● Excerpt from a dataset
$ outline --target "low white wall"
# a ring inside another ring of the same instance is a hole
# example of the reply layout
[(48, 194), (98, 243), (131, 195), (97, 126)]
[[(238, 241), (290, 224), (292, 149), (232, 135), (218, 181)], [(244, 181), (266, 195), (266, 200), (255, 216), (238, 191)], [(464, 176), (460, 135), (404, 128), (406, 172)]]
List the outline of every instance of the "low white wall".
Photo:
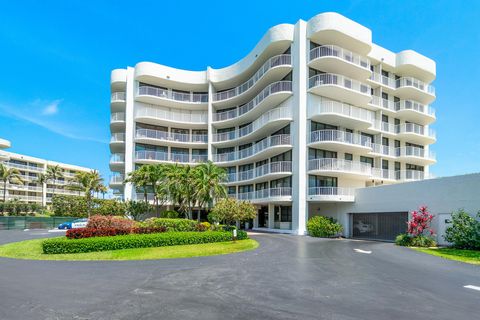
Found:
[(356, 190), (354, 203), (310, 204), (309, 215), (336, 218), (350, 236), (350, 213), (411, 212), (425, 205), (435, 215), (437, 241), (444, 244), (445, 220), (458, 209), (472, 215), (480, 210), (480, 174), (437, 178)]

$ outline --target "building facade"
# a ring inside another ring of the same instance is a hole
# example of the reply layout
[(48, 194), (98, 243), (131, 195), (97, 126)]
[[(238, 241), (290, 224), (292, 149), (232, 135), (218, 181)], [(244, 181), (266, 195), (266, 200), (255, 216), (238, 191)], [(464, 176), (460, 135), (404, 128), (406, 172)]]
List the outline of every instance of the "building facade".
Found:
[[(10, 147), (10, 142), (0, 139), (0, 149)], [(92, 169), (79, 167), (71, 164), (55, 162), (18, 153), (0, 150), (0, 163), (7, 168), (15, 168), (20, 172), (21, 184), (7, 182), (6, 200), (20, 200), (28, 203), (49, 205), (53, 194), (83, 195), (82, 192), (69, 190), (68, 186), (74, 184), (77, 172), (88, 172)], [(57, 180), (47, 179), (42, 182), (39, 177), (47, 174), (47, 168), (59, 166), (62, 169), (62, 177)], [(3, 201), (4, 185), (0, 182), (0, 200)]]
[(391, 52), (336, 13), (277, 25), (239, 62), (187, 71), (156, 63), (111, 74), (110, 187), (142, 164), (212, 160), (253, 225), (305, 233), (355, 189), (429, 177), (435, 62)]

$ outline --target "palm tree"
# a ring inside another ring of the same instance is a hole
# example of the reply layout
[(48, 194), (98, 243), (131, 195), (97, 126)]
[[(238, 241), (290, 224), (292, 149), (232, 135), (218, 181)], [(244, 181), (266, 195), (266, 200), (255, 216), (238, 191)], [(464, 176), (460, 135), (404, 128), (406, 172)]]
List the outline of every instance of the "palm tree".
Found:
[[(0, 163), (0, 181), (3, 182), (4, 203), (7, 201), (7, 183), (23, 184), (23, 180), (20, 177), (20, 171), (15, 168), (7, 168), (3, 163)], [(5, 211), (2, 213), (5, 213)]]
[[(222, 184), (226, 182), (227, 173), (216, 166), (212, 161), (207, 161), (197, 167), (195, 176), (195, 193), (200, 209), (213, 207), (213, 202), (227, 196), (227, 190)], [(200, 212), (198, 213), (200, 222)]]
[(53, 193), (52, 196), (55, 195), (55, 183), (59, 178), (63, 178), (63, 169), (57, 164), (54, 166), (49, 166), (47, 168), (47, 179), (52, 180), (53, 184)]

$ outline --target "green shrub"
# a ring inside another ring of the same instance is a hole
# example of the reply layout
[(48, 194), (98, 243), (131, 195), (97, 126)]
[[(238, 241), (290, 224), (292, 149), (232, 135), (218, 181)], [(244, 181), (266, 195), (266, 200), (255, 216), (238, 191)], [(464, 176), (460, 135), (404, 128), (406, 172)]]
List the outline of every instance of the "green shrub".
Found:
[(408, 234), (402, 233), (395, 238), (395, 244), (403, 247), (435, 247), (437, 243), (435, 240), (429, 236), (419, 235), (419, 236), (410, 236)]
[(167, 219), (178, 219), (180, 217), (180, 213), (173, 210), (167, 210), (160, 212), (160, 218), (167, 218)]
[(308, 220), (307, 230), (312, 237), (333, 237), (341, 233), (343, 227), (334, 218), (315, 216)]
[[(247, 239), (247, 233), (238, 231), (237, 238), (239, 240)], [(42, 248), (43, 253), (46, 254), (63, 254), (225, 242), (230, 240), (232, 240), (231, 232), (166, 232), (84, 239), (54, 238), (43, 241)]]
[[(480, 213), (477, 213), (480, 219)], [(445, 240), (458, 249), (480, 249), (480, 222), (464, 210), (452, 213), (452, 225), (445, 230)]]

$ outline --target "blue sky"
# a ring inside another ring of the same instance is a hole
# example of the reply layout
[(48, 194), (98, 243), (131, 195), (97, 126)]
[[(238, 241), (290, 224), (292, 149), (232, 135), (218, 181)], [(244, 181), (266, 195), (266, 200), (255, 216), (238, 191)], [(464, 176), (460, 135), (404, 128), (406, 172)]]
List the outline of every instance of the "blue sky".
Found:
[(0, 137), (10, 151), (109, 175), (109, 79), (153, 61), (220, 68), (271, 26), (339, 12), (392, 51), (437, 62), (438, 163), (480, 171), (480, 1), (5, 1), (0, 10)]

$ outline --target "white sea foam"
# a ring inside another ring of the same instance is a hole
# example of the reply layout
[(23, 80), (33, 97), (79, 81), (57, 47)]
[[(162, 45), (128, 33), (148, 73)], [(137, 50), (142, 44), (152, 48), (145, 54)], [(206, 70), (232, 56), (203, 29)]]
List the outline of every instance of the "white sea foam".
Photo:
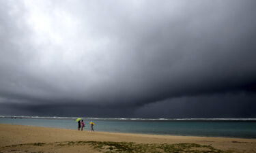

● GIVEN EXERCISE
Rewrite the records from their first line through the line that contains "177), (435, 62)]", inclusive, substituting "object" for every occurrence of "instance" and leaving everything else unchanged. Omit the pictures from your answer.

● RESULT OF THIS EXERCISE
$ outline --target "low white wall"
# a ring inside another ring of the same object is a hole
# example of the reply layout
[(48, 194), (98, 243), (131, 195), (97, 126)]
[[(238, 241), (290, 224), (292, 149), (232, 135), (218, 181)], [(244, 181), (266, 195), (266, 200), (255, 216), (238, 191)], [(464, 176), (460, 135), (404, 128), (406, 172)]]
List the outline of every object of the "low white wall".
Photo:
Found:
[(356, 190), (354, 203), (310, 204), (309, 215), (336, 218), (350, 236), (350, 213), (411, 212), (425, 205), (435, 215), (437, 241), (444, 244), (445, 220), (458, 209), (472, 215), (480, 210), (480, 174), (437, 178)]

$ outline --target "building facade"
# a ring inside another ring of the same object is a hole
# example of the reply layout
[(48, 194), (98, 243), (131, 195), (97, 126)]
[[(238, 241), (290, 224), (292, 149), (232, 135), (218, 181)], [(244, 181), (266, 195), (266, 200), (255, 216), (238, 191)], [(464, 176), (460, 135), (404, 128), (406, 172)]]
List the outline of every object of the "building facade".
Found:
[[(10, 147), (10, 142), (0, 139), (0, 149)], [(92, 169), (79, 167), (71, 164), (55, 162), (18, 153), (0, 150), (0, 163), (7, 168), (15, 168), (20, 172), (21, 184), (7, 182), (6, 200), (20, 200), (28, 203), (49, 205), (53, 194), (83, 195), (82, 192), (69, 190), (68, 186), (74, 184), (77, 172), (88, 172)], [(57, 180), (47, 179), (42, 182), (39, 177), (47, 174), (47, 168), (59, 166), (62, 169), (62, 177)], [(3, 201), (4, 185), (0, 182), (0, 200)]]
[(391, 52), (336, 13), (277, 25), (239, 62), (187, 71), (156, 63), (111, 74), (110, 187), (142, 164), (212, 160), (253, 225), (305, 233), (355, 189), (429, 177), (435, 62)]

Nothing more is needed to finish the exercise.